WHAT THE TASK ASKS: Continue the seminar announcement from where it stops.

TEXT BLOCK:

School of Computational & Integrative Sciences
&
School of Physical Sciences
a seminar on
Analog Supercomputers : From Quantum Atom to Living Body
by
Professor Rahul Sarpeshkar
Dartmouth College, USA
Date: 01 August, 2018
Time: 4:00 PM, Wednesday
Venue: Seminar Room, SPS
Professor Rahul Sarpeshkar is currently the Thomas E. Kurtz Professor at Dartmouth College and a Professor of Engineering, Microbiology and Immunology, Physics, and Physiology and Neurobiology. His longstanding and frequent work in analog and biological computation, his book, Ultra Low Power Bioelectronics: Fundamentals, Biomedical Applications, and Bio-inspired Systems, and his most recent publications have pioneered the pioneered the field of Analog Synthetic Biology.

SUPPLIED MATERIAL:
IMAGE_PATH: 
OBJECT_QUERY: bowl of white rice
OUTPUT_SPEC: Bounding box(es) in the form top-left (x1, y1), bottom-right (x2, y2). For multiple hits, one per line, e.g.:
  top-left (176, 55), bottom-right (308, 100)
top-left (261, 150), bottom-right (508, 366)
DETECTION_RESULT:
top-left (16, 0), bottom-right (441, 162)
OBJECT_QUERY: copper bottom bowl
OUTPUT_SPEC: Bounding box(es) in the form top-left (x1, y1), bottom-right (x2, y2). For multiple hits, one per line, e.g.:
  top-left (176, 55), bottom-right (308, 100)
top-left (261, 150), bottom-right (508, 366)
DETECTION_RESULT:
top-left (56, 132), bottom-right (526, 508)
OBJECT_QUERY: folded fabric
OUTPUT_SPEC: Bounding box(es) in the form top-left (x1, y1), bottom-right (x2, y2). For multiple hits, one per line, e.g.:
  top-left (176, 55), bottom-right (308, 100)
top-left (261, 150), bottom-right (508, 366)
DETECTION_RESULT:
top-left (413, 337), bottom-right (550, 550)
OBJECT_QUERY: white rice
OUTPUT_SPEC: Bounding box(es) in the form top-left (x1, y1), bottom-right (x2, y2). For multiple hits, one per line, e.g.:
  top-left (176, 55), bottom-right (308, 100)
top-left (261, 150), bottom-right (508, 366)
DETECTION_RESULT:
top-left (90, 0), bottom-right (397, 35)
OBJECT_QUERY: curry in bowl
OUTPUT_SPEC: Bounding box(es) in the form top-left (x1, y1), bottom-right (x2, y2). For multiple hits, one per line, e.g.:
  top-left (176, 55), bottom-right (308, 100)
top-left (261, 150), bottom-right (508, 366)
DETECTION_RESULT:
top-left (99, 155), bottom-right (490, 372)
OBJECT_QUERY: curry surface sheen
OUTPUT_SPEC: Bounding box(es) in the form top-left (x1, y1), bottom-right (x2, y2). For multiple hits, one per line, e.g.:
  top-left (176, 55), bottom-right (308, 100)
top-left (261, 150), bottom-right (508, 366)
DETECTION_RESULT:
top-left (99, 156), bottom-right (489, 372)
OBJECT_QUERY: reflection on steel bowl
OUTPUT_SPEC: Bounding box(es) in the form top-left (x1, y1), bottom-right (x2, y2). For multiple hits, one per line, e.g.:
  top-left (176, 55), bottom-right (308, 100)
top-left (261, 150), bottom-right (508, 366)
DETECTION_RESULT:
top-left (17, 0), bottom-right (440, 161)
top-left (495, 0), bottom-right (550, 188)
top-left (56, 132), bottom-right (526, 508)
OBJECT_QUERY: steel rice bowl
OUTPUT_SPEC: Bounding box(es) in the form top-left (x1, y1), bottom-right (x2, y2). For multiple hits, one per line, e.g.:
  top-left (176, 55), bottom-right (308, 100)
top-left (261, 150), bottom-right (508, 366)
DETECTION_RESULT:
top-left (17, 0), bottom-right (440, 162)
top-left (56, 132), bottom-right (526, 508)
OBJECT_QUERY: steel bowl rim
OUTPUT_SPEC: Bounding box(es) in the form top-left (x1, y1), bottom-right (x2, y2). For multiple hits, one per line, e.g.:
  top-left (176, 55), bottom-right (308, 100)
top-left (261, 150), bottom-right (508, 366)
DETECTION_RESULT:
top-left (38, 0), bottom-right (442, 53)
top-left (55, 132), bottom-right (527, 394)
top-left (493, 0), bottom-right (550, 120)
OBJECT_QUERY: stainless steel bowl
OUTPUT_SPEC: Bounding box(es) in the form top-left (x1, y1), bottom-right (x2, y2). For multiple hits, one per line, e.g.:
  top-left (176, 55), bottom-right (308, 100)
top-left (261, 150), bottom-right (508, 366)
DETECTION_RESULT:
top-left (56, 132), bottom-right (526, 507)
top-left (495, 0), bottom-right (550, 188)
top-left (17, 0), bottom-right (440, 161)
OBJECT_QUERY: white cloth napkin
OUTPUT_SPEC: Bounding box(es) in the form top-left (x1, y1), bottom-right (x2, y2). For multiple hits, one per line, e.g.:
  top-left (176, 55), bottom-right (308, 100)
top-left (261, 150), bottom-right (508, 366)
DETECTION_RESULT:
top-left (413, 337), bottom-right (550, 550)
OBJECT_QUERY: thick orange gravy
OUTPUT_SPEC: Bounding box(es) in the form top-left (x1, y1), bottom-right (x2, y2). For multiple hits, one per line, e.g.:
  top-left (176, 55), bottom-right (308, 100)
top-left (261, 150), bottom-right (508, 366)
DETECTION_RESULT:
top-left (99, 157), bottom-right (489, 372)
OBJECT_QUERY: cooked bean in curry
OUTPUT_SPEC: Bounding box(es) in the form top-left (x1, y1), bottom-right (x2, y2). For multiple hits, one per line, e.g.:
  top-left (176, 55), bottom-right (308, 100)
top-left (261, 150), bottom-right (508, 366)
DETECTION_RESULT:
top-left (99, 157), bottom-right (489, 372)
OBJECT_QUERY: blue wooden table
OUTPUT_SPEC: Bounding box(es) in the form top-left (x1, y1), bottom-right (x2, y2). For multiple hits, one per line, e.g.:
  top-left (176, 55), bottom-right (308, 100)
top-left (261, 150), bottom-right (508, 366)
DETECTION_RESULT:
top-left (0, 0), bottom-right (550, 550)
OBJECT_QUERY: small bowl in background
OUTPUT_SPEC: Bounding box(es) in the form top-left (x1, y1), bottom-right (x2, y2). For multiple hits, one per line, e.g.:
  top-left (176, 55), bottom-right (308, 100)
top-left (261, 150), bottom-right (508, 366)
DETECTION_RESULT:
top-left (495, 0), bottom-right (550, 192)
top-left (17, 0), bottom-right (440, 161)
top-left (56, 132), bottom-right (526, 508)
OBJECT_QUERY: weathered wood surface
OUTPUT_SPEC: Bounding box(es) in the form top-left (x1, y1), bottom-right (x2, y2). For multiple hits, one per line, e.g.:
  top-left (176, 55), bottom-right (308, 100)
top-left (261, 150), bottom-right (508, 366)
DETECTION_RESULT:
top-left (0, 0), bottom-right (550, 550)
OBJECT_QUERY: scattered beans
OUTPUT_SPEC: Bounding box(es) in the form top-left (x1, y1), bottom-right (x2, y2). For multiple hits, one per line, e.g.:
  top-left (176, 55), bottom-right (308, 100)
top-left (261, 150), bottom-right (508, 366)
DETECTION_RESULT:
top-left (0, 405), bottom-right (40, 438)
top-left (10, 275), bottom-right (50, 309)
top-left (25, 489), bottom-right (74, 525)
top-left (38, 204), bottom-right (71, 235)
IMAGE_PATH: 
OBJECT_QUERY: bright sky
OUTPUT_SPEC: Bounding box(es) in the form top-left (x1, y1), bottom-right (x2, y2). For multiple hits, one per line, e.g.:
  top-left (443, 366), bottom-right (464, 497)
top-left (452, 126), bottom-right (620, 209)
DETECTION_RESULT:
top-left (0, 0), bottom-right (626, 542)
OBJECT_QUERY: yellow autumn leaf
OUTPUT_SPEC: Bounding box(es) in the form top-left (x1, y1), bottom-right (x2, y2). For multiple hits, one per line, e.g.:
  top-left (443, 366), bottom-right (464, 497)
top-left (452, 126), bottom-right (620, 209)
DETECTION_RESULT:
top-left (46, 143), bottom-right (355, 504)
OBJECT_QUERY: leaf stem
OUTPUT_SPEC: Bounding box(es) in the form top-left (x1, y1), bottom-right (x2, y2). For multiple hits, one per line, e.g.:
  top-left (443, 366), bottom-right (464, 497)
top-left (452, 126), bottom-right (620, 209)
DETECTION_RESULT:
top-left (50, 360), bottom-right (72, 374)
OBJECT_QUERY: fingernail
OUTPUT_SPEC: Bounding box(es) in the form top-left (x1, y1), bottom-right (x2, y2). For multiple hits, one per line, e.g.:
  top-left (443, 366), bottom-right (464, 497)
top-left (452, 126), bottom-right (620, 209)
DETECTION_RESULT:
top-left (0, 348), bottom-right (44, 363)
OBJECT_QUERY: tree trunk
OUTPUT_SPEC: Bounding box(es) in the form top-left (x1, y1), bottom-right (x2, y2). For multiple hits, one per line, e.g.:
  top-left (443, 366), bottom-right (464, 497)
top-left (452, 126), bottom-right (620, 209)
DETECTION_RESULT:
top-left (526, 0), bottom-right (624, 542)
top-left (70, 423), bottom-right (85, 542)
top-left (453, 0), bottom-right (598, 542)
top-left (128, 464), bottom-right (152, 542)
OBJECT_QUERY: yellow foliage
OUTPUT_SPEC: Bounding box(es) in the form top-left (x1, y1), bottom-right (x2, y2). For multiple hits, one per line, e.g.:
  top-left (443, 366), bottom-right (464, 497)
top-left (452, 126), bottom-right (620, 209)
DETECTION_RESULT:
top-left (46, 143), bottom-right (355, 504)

ANSWER:
Abstract: The talk will illustrate how analog computation can take us back to the future and help us create powerful supercomputers on VLSI chips that shift us from the current digital paradigm to a significantly more powerful analog paradigm used by nature, in quantum physics, chemistry, and biology. We can then apply such supercomputers to solving intractable problems such as 'Bio Googling' medical cures for intractable diseases or for creating revolutionary quantum-inspired and bio-inspired algorithms and architectures that have not been imagined before. These include a 'quantum cochlea', a spectrum analyzer inspired by how the human ear works, but based on quantum rather than classical analog circuits.